_OBJECTIVE_. Print, unchanged, the lines below from the one containing "Where can the" through the one containing "Target: tree trunk", including both, and nothing else.

_DATA EXCERPTS_.
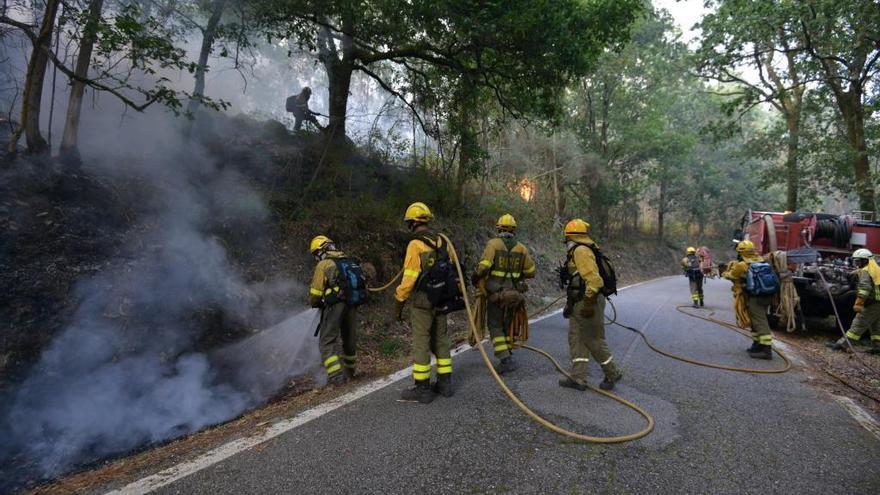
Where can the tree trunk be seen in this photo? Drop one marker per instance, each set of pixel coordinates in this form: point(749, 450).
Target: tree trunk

...

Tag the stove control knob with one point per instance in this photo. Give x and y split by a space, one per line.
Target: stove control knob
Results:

_RESULT_.
Where can the tree trunk be seen in this photo? Drop one marker per instance, each set of pixel coordinates in this form: point(749, 450).
Target: tree trunk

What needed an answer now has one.